WORK TO COMPLETE
Tally the lines in the listing below that contain the string "woman", with case counting, and give only the number.

Stored data entries
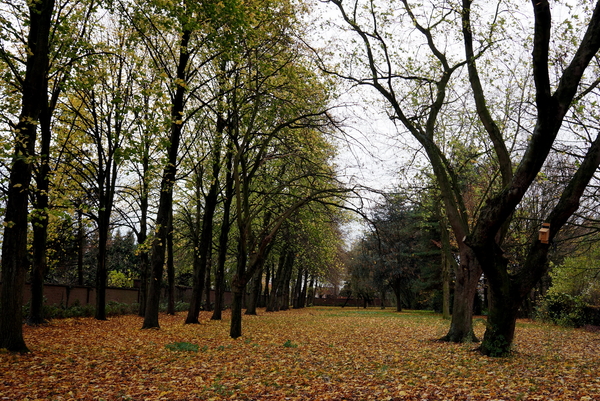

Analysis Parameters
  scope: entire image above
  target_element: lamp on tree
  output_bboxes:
[538,223,550,244]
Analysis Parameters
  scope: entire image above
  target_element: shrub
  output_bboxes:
[538,292,592,327]
[165,342,200,352]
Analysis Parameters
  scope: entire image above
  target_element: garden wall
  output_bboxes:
[0,283,231,307]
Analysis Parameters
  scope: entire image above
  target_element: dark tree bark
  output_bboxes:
[442,245,481,342]
[77,208,85,285]
[267,249,294,312]
[324,0,478,342]
[204,252,212,312]
[260,263,273,308]
[246,264,263,315]
[463,0,600,356]
[0,0,54,352]
[392,277,402,312]
[136,145,150,317]
[185,161,222,324]
[292,267,304,309]
[142,29,192,329]
[211,148,234,320]
[167,209,175,316]
[27,100,53,325]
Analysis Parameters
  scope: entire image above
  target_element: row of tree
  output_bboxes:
[0,0,346,351]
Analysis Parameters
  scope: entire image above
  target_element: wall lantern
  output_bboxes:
[538,223,550,244]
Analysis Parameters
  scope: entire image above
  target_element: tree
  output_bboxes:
[324,0,600,355]
[463,1,600,355]
[0,0,54,352]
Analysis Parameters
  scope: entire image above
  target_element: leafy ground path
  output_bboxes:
[0,308,600,401]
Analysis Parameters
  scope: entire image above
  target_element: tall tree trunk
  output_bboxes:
[279,258,295,310]
[392,277,402,312]
[185,174,220,324]
[211,149,233,320]
[292,267,304,309]
[204,252,212,312]
[94,208,109,320]
[142,29,192,329]
[167,212,175,316]
[77,208,85,285]
[298,269,308,308]
[137,137,150,317]
[267,250,290,312]
[438,211,457,319]
[306,276,316,306]
[442,244,481,343]
[260,263,273,308]
[246,265,263,315]
[0,0,54,352]
[27,102,51,325]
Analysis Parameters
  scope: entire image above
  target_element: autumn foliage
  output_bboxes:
[0,307,600,401]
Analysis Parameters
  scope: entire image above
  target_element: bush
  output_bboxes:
[159,301,190,312]
[23,300,139,320]
[538,292,595,327]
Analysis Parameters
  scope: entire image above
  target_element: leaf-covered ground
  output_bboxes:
[0,308,600,401]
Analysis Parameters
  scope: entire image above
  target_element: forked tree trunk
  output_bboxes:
[0,0,54,352]
[167,214,175,315]
[246,265,263,315]
[442,244,481,343]
[229,276,246,338]
[142,29,192,329]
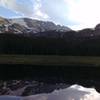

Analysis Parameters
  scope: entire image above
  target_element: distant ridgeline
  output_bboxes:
[0,25,100,56]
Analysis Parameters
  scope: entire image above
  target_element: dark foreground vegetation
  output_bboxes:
[0,29,100,56]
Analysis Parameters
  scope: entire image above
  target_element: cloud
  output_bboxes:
[65,0,100,29]
[0,0,33,16]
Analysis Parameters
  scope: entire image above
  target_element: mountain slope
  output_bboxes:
[0,17,71,34]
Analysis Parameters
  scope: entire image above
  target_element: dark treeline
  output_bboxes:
[0,29,100,56]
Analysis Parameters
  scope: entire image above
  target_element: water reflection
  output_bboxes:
[0,85,100,100]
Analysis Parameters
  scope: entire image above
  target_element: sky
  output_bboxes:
[0,0,100,30]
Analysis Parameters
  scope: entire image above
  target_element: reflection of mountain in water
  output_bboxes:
[0,85,100,100]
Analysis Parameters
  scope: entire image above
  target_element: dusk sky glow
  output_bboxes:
[0,0,100,29]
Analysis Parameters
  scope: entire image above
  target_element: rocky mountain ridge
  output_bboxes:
[0,17,71,34]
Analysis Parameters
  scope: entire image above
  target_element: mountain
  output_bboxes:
[0,17,71,34]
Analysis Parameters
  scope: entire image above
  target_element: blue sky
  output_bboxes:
[0,0,100,29]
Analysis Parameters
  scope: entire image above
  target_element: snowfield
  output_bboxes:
[0,85,100,100]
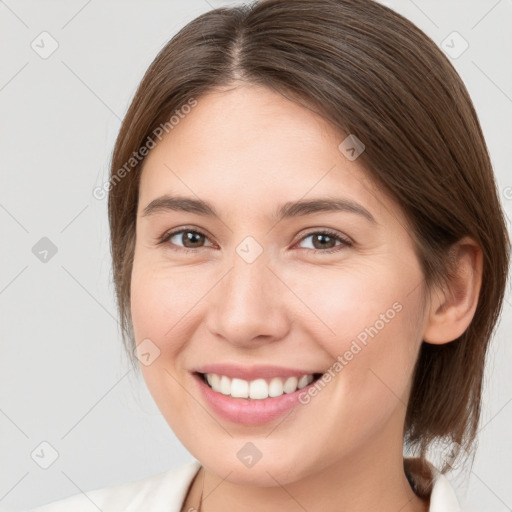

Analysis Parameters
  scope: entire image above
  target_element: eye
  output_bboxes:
[299,229,352,253]
[158,228,213,252]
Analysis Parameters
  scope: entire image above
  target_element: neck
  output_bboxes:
[183,412,429,512]
[184,459,429,512]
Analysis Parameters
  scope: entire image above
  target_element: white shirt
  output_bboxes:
[28,460,462,512]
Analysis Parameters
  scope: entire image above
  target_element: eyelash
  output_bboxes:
[157,228,352,254]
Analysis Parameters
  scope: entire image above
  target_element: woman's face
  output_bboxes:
[131,86,428,486]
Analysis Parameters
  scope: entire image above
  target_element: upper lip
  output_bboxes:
[194,363,322,381]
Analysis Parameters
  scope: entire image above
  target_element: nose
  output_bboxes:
[206,247,291,348]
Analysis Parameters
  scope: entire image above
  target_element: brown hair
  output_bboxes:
[109,0,509,496]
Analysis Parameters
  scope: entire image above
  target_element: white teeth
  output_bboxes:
[231,379,249,398]
[297,375,309,389]
[201,373,313,400]
[218,375,231,395]
[268,377,283,396]
[249,379,268,400]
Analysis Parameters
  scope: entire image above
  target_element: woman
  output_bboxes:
[28,0,509,512]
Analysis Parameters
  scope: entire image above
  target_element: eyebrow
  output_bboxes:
[142,195,377,223]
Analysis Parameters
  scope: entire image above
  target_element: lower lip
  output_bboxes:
[192,374,315,426]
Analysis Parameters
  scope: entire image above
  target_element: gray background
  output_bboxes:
[0,0,512,512]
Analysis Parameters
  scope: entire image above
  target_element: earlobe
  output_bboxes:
[423,237,483,345]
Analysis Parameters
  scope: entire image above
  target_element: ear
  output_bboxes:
[423,237,483,345]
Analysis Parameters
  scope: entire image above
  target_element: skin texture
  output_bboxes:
[131,84,481,512]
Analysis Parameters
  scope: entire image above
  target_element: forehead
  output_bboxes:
[139,85,404,225]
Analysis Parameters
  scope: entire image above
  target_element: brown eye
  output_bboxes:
[299,231,352,253]
[160,229,214,250]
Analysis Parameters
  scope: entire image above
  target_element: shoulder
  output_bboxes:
[27,460,200,512]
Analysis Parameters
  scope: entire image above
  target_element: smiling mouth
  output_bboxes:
[195,372,322,400]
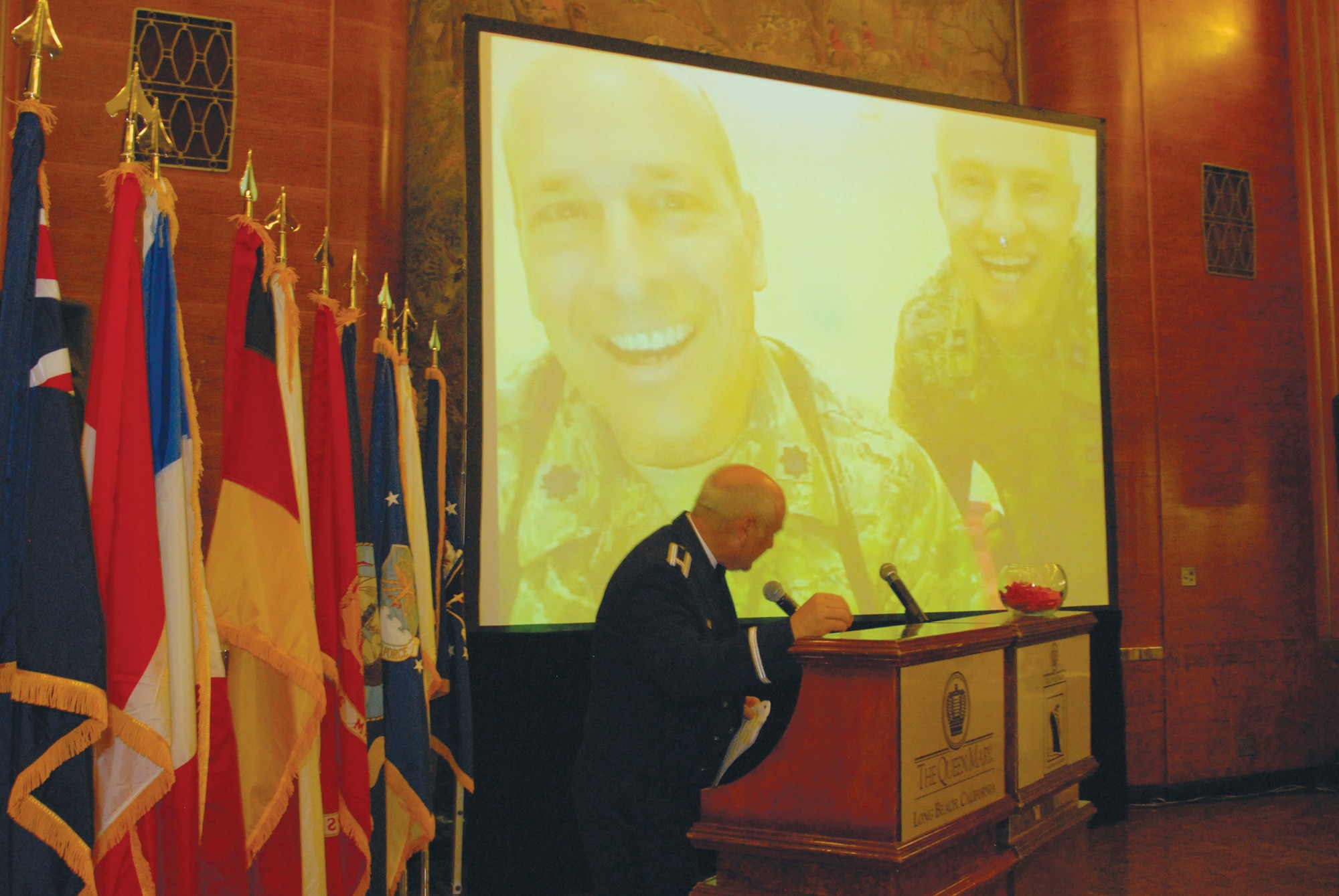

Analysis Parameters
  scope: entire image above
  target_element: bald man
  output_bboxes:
[889,112,1107,603]
[498,50,981,624]
[573,465,852,896]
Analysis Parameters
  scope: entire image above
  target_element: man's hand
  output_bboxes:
[790,591,852,640]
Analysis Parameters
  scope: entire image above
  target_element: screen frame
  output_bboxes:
[463,15,1119,632]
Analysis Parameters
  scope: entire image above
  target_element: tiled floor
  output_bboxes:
[1089,793,1339,896]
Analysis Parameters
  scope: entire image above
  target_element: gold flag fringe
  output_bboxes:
[228,215,274,284]
[130,828,158,896]
[92,703,177,864]
[0,663,107,896]
[37,168,51,225]
[386,762,437,893]
[177,302,214,838]
[217,619,325,867]
[423,368,451,699]
[339,792,372,896]
[9,98,56,223]
[8,718,106,896]
[307,292,363,335]
[152,175,181,249]
[9,96,56,138]
[428,737,474,793]
[307,290,340,317]
[100,162,157,211]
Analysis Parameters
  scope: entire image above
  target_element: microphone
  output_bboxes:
[762,579,799,616]
[878,563,929,622]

SOLVED EXERCISE
2